* BEGIN THE RECORDS *

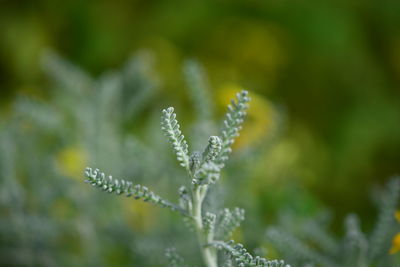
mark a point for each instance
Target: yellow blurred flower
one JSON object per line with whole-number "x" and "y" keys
{"x": 396, "y": 239}
{"x": 259, "y": 119}
{"x": 72, "y": 161}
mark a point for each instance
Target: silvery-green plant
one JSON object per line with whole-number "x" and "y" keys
{"x": 203, "y": 170}
{"x": 310, "y": 244}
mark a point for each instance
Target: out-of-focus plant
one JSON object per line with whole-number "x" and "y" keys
{"x": 43, "y": 143}
{"x": 310, "y": 244}
{"x": 203, "y": 169}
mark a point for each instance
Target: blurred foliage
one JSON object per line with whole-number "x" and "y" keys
{"x": 331, "y": 67}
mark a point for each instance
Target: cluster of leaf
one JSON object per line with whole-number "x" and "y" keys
{"x": 42, "y": 224}
{"x": 310, "y": 244}
{"x": 204, "y": 170}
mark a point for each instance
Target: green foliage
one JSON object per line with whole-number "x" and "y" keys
{"x": 312, "y": 244}
{"x": 243, "y": 259}
{"x": 204, "y": 170}
{"x": 171, "y": 129}
{"x": 110, "y": 185}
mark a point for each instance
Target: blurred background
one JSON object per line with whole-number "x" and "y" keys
{"x": 323, "y": 130}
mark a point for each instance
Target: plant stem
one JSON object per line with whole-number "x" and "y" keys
{"x": 208, "y": 253}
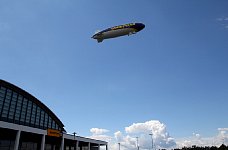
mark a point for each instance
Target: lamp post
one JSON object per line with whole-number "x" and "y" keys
{"x": 137, "y": 143}
{"x": 152, "y": 144}
{"x": 75, "y": 145}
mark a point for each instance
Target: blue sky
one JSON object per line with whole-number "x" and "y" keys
{"x": 174, "y": 71}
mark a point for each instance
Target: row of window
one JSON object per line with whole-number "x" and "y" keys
{"x": 17, "y": 109}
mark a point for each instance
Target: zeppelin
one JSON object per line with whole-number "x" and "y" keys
{"x": 116, "y": 31}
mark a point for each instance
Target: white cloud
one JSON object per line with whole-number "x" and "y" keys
{"x": 223, "y": 21}
{"x": 161, "y": 137}
{"x": 127, "y": 140}
{"x": 97, "y": 131}
{"x": 197, "y": 139}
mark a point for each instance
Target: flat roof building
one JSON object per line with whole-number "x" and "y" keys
{"x": 27, "y": 124}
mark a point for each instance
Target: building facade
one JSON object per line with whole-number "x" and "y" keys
{"x": 27, "y": 124}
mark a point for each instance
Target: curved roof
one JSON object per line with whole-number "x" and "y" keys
{"x": 33, "y": 99}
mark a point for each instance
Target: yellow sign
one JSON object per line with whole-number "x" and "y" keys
{"x": 52, "y": 132}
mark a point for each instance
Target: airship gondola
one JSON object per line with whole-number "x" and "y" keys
{"x": 120, "y": 30}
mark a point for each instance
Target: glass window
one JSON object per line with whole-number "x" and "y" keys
{"x": 42, "y": 118}
{"x": 9, "y": 92}
{"x": 46, "y": 121}
{"x": 12, "y": 107}
{"x": 33, "y": 115}
{"x": 6, "y": 108}
{"x": 18, "y": 108}
{"x": 29, "y": 109}
{"x": 23, "y": 111}
{"x": 49, "y": 122}
{"x": 37, "y": 116}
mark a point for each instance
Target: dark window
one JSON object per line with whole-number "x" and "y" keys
{"x": 23, "y": 111}
{"x": 33, "y": 117}
{"x": 18, "y": 108}
{"x": 42, "y": 119}
{"x": 37, "y": 123}
{"x": 13, "y": 106}
{"x": 46, "y": 121}
{"x": 49, "y": 122}
{"x": 28, "y": 115}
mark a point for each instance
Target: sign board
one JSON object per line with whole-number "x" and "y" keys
{"x": 52, "y": 132}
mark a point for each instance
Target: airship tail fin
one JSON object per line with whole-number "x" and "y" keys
{"x": 99, "y": 40}
{"x": 97, "y": 31}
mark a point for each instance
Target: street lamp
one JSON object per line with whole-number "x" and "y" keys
{"x": 137, "y": 144}
{"x": 152, "y": 144}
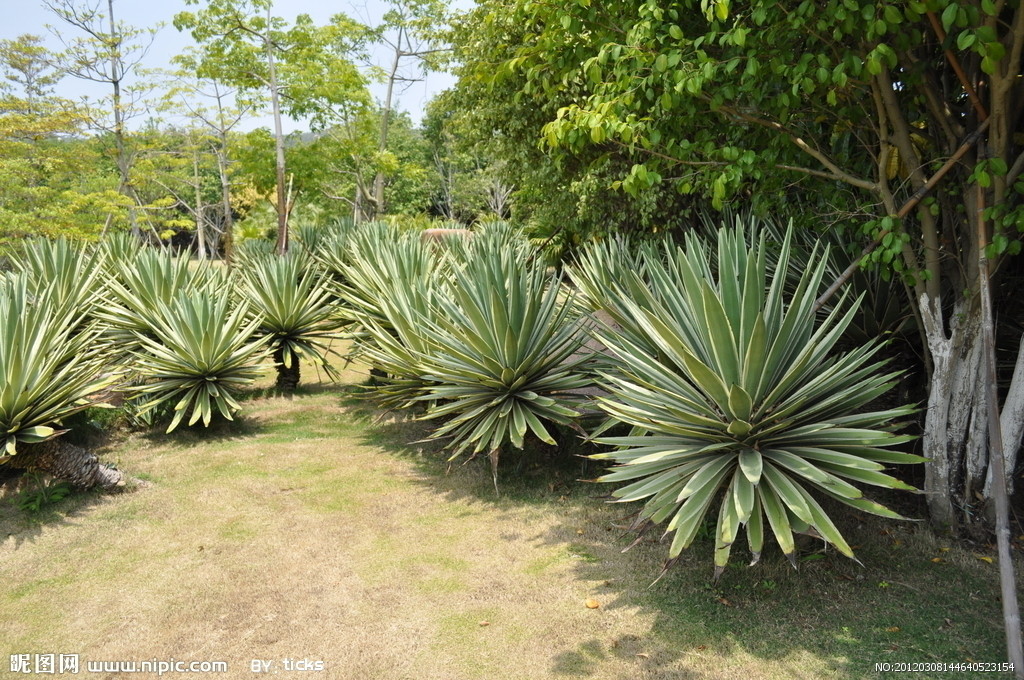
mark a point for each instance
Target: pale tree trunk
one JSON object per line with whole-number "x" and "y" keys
{"x": 950, "y": 440}
{"x": 1012, "y": 423}
{"x": 288, "y": 375}
{"x": 227, "y": 238}
{"x": 279, "y": 141}
{"x": 378, "y": 202}
{"x": 200, "y": 227}
{"x": 68, "y": 462}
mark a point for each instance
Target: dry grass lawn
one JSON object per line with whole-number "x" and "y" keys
{"x": 310, "y": 530}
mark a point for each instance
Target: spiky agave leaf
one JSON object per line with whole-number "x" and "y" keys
{"x": 291, "y": 300}
{"x": 72, "y": 272}
{"x": 508, "y": 357}
{"x": 736, "y": 398}
{"x": 392, "y": 285}
{"x": 50, "y": 364}
{"x": 198, "y": 353}
{"x": 137, "y": 287}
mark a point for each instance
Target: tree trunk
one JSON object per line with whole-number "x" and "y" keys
{"x": 279, "y": 142}
{"x": 68, "y": 462}
{"x": 288, "y": 376}
{"x": 954, "y": 422}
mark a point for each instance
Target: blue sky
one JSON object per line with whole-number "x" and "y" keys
{"x": 20, "y": 16}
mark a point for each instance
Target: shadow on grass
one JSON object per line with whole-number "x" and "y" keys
{"x": 18, "y": 525}
{"x": 184, "y": 436}
{"x": 913, "y": 598}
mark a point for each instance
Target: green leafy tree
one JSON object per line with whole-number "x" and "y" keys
{"x": 52, "y": 179}
{"x": 305, "y": 69}
{"x": 850, "y": 108}
{"x": 103, "y": 49}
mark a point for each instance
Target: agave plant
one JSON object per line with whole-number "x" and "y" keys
{"x": 294, "y": 308}
{"x": 72, "y": 273}
{"x": 740, "y": 402}
{"x": 196, "y": 355}
{"x": 392, "y": 284}
{"x": 509, "y": 356}
{"x": 51, "y": 366}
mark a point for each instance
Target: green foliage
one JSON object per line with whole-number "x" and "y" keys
{"x": 70, "y": 273}
{"x": 42, "y": 494}
{"x": 142, "y": 281}
{"x": 51, "y": 363}
{"x": 507, "y": 353}
{"x": 196, "y": 354}
{"x": 290, "y": 302}
{"x": 313, "y": 62}
{"x": 734, "y": 397}
{"x": 391, "y": 284}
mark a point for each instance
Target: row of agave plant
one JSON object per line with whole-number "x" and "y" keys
{"x": 175, "y": 339}
{"x": 724, "y": 379}
{"x": 724, "y": 382}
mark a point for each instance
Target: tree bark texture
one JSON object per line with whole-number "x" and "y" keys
{"x": 288, "y": 376}
{"x": 68, "y": 462}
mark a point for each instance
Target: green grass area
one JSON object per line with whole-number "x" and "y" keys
{"x": 316, "y": 527}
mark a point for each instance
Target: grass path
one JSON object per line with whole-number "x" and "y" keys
{"x": 309, "y": 532}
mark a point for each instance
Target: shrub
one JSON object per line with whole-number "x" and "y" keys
{"x": 734, "y": 398}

* END THE RECORDS *

Repeat all the data as it stands, dropping any images it holds.

OUTPUT OF THE TASK:
mark a point for each instance
Target: yellow blurred flower
one JSON object per line with whole-number "x" and "y" keys
{"x": 396, "y": 239}
{"x": 259, "y": 119}
{"x": 72, "y": 161}
mark a point for each instance
Target: silvery-green plant
one JSON object per line with whole-number "x" and "y" keys
{"x": 203, "y": 170}
{"x": 310, "y": 244}
mark a point for each instance
Target: out-of-focus plant
one JSON object per line with whole-number "x" and "y" keys
{"x": 43, "y": 143}
{"x": 310, "y": 244}
{"x": 203, "y": 169}
mark a point for each instance
Target: blurred foliage
one JSON object per line with whole-number "x" and "y" keys
{"x": 331, "y": 67}
mark a point for each instance
Target: cluster of leaf
one JSON object per line with whole-number "x" and "y" keys
{"x": 42, "y": 224}
{"x": 310, "y": 244}
{"x": 204, "y": 170}
mark a point for each instance
Target: green foliage
one JSON object per line with whole-number "x" and "y" keys
{"x": 312, "y": 244}
{"x": 243, "y": 259}
{"x": 204, "y": 170}
{"x": 171, "y": 129}
{"x": 110, "y": 185}
mark a point for each instance
Target: blurred background
one JSON object per line with whole-number "x" and "y" keys
{"x": 323, "y": 130}
mark a point for each instance
Target: plant stem
one JSON object per line with whole-number "x" and "y" keys
{"x": 208, "y": 253}
mark a point for each instance
Target: lamp post
one JSON object per line with whole-number "x" and "y" keys
{"x": 137, "y": 143}
{"x": 152, "y": 144}
{"x": 75, "y": 145}
mark a point for each instance
Target: blue sky
one JSON object per line with whole-number "x" and "y" keys
{"x": 174, "y": 71}
mark a point for each instance
Target: row of window
one JSON object per line with whole-number "x" and "y" keys
{"x": 17, "y": 109}
mark a point for each instance
Target: zeppelin
one JSON object per line with whole-number "x" and "y" keys
{"x": 116, "y": 31}
mark a point for each instance
Target: white cloud
one JSON object per line with whole-number "x" and "y" keys
{"x": 223, "y": 21}
{"x": 161, "y": 137}
{"x": 127, "y": 140}
{"x": 97, "y": 131}
{"x": 197, "y": 139}
mark a point for each instance
Target: flat roof building
one JSON object per line with whole-number "x" and "y" keys
{"x": 27, "y": 124}
mark a point for each instance
Target: building facade
one JSON object per line with whole-number "x" and "y" keys
{"x": 27, "y": 124}
mark a point for each instance
Target: curved roof
one JSON object per line with whole-number "x" and "y" keys
{"x": 33, "y": 99}
mark a point for each instance
Target: yellow sign
one JSON object per line with whole-number "x" and "y" keys
{"x": 52, "y": 132}
mark a point for each instance
Target: airship gondola
one JSON object per line with whole-number "x" and "y" keys
{"x": 120, "y": 30}
mark a point for each instance
Target: glass window
one JSON object per line with whole-number "x" and "y" keys
{"x": 42, "y": 118}
{"x": 9, "y": 92}
{"x": 46, "y": 121}
{"x": 12, "y": 107}
{"x": 33, "y": 115}
{"x": 6, "y": 108}
{"x": 18, "y": 108}
{"x": 29, "y": 109}
{"x": 23, "y": 111}
{"x": 49, "y": 122}
{"x": 37, "y": 116}
mark a point for each instance
Target: dark window
one JSON object per line with whole-number "x" and "y" keys
{"x": 23, "y": 111}
{"x": 33, "y": 117}
{"x": 18, "y": 108}
{"x": 42, "y": 119}
{"x": 37, "y": 123}
{"x": 13, "y": 106}
{"x": 46, "y": 121}
{"x": 49, "y": 122}
{"x": 28, "y": 115}
mark a point for each instance
Target: sign board
one JSON object per line with whole-number "x" and "y" keys
{"x": 52, "y": 132}
mark a point for each instance
Target: airship tail fin
one JSON object per line with whole-number "x" and "y" keys
{"x": 99, "y": 40}
{"x": 97, "y": 31}
mark a point for each instance
Target: street lamp
one JSON object per line with whole-number "x" and "y" keys
{"x": 137, "y": 144}
{"x": 152, "y": 144}
mark a point for each instance
Target: pale tree trunk
one JSON object per line with whole-number "x" and "y" keys
{"x": 950, "y": 440}
{"x": 1012, "y": 423}
{"x": 288, "y": 375}
{"x": 227, "y": 238}
{"x": 279, "y": 141}
{"x": 378, "y": 202}
{"x": 200, "y": 227}
{"x": 68, "y": 462}
mark a point for each instance
Target: dry grass lawn
one JSON object per line with whole-number "x" and "y" keys
{"x": 310, "y": 530}
mark a point for each instance
Target: spiky agave leaf
one JSON object per line with whole-number "x" and "y" keys
{"x": 291, "y": 300}
{"x": 72, "y": 272}
{"x": 508, "y": 357}
{"x": 736, "y": 398}
{"x": 392, "y": 285}
{"x": 50, "y": 364}
{"x": 198, "y": 353}
{"x": 137, "y": 287}
mark a point for each instance
Target: tree trunk
one JSON object per line with whole-number "x" and "y" keys
{"x": 279, "y": 142}
{"x": 68, "y": 462}
{"x": 288, "y": 376}
{"x": 954, "y": 422}
mark a point for each instance
Target: blue sky
one JSON object per line with whole-number "x" and "y" keys
{"x": 20, "y": 16}
mark a point for each instance
Target: shadow on grass
one JSON object per line with whole-number "x" and "y" keys
{"x": 18, "y": 525}
{"x": 184, "y": 436}
{"x": 913, "y": 598}
mark a point for each instance
Target: green leafy tree
one JSON object per line with whole-number "x" and "y" keys
{"x": 52, "y": 179}
{"x": 305, "y": 69}
{"x": 850, "y": 108}
{"x": 103, "y": 49}
mark a point for each instance
Target: agave plant
one JSON object per line with whole-number "x" and "y" keys
{"x": 294, "y": 308}
{"x": 72, "y": 273}
{"x": 740, "y": 402}
{"x": 196, "y": 355}
{"x": 392, "y": 284}
{"x": 509, "y": 356}
{"x": 51, "y": 366}
mark a point for each instance
Target: green foliage
one JSON object per line with whole-number "x" and "y" keys
{"x": 70, "y": 273}
{"x": 42, "y": 494}
{"x": 142, "y": 281}
{"x": 51, "y": 363}
{"x": 507, "y": 353}
{"x": 196, "y": 354}
{"x": 290, "y": 302}
{"x": 313, "y": 62}
{"x": 734, "y": 397}
{"x": 391, "y": 284}
mark a point for each instance
Target: row of agave plant
one JSON object per line with whole-number "x" and "y" keys
{"x": 175, "y": 339}
{"x": 724, "y": 379}
{"x": 724, "y": 382}
mark a point for each instance
Target: tree bark texture
one JSON object per line with whole-number "x" and "y" keys
{"x": 288, "y": 376}
{"x": 68, "y": 462}
mark a point for each instance
Target: green grass area
one JSON object per line with whole-number "x" and "y" keys
{"x": 316, "y": 527}
mark a point for each instance
Target: grass path
one JSON object per line with whole-number "x" and "y" keys
{"x": 309, "y": 532}
mark a point for each instance
Target: shrub
one JSON object per line with whole-number "x" and "y" keys
{"x": 734, "y": 398}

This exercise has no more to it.